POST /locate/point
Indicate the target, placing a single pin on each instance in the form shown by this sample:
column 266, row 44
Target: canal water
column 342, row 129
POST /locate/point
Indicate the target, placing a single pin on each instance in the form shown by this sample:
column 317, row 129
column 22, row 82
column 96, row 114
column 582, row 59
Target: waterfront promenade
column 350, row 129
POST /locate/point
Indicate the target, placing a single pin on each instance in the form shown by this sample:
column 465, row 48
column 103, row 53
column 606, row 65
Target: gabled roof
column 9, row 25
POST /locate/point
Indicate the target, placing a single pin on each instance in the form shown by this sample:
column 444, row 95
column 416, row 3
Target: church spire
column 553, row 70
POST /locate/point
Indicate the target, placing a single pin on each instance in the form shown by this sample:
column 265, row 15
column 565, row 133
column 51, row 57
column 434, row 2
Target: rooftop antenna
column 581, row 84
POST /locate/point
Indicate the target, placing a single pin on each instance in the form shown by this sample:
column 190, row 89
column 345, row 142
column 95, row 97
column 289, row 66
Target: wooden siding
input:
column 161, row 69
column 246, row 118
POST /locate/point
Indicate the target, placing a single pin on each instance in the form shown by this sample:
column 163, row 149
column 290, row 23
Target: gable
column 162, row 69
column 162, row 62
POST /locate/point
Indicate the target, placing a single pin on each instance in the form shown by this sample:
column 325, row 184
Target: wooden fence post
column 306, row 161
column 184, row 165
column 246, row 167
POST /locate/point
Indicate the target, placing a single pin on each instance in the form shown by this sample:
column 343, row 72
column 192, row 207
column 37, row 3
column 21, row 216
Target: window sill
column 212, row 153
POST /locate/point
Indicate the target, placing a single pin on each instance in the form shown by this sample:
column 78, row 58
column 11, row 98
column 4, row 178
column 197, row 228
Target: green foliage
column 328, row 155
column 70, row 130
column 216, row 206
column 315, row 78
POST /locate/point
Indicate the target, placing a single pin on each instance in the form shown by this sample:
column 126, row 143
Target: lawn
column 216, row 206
########################################
#### Aufgabe
Stelle sämtliche Zeilen der obigen Daten als nummerierte Liste dar und lass dabei Leerzeilen weg.

#### Ergebnis
1. POST /locate/point
2. Indicate the target, placing a single pin on each instance in the form shown by this sample:
3. column 266, row 44
4. Target: canal water
5. column 342, row 129
6. POST /locate/point
7. Indicate the target, placing a single pin on each instance in the form shown by this sample:
8. column 317, row 129
9. column 22, row 82
10. column 96, row 114
11. column 582, row 59
12. Target: waterfront promenade
13. column 350, row 129
14. POST /locate/point
15. Indicate the target, placing a single pin on each instance in the form shown by this sample:
16. column 465, row 48
17. column 103, row 53
18. column 606, row 65
19. Target: gabled roof
20. column 9, row 25
21. POST /locate/point
22. Indicate the target, placing a single pin on each instance in the form shown by this sample:
23. column 444, row 95
24. column 416, row 3
25. Target: church spire
26. column 553, row 70
27. POST /locate/point
28. Indicate the target, placing a single pin on each instance in the form shown by this sample:
29. column 265, row 15
30. column 565, row 133
31. column 51, row 57
32. column 434, row 2
33. Target: rooftop antenna
34. column 581, row 84
35. POST /locate/point
36. Indicate the target, placing a single pin on each instance in the form shown by this sample:
37. column 190, row 89
38. column 345, row 142
39. column 95, row 97
40. column 289, row 66
41. Target: wooden siding
42. input:
43. column 161, row 69
44. column 246, row 118
45. POST /locate/point
46. Indicate the target, placing a single pin on each instance in the form shown by this sample:
47. column 163, row 149
48. column 290, row 23
49. Target: gable
50. column 162, row 69
51. column 162, row 62
52. POST /locate/point
53. Indicate the target, placing a single pin on each instance in the form shown by this sample:
54. column 325, row 184
55. Target: wooden fence post
56. column 306, row 161
57. column 184, row 165
58. column 246, row 167
59. POST /locate/point
60. Indicate the target, placing a single pin on each instance in the form shown by this sample:
61. column 343, row 72
62. column 192, row 207
63. column 37, row 3
64. column 21, row 216
65. Target: window sill
66. column 212, row 153
67. POST /locate/point
68. Indicate the target, placing a single pin on each instance in the form shown by this sample:
69. column 78, row 58
70. column 11, row 98
71. column 4, row 178
72. column 197, row 228
73. Target: green foliage
74. column 328, row 155
75. column 70, row 130
76. column 216, row 206
77. column 315, row 78
78. POST /locate/point
79. Indicate the target, placing a single pin on each instance in the form shown by this sample:
80. column 126, row 143
81. Target: lawn
82. column 216, row 206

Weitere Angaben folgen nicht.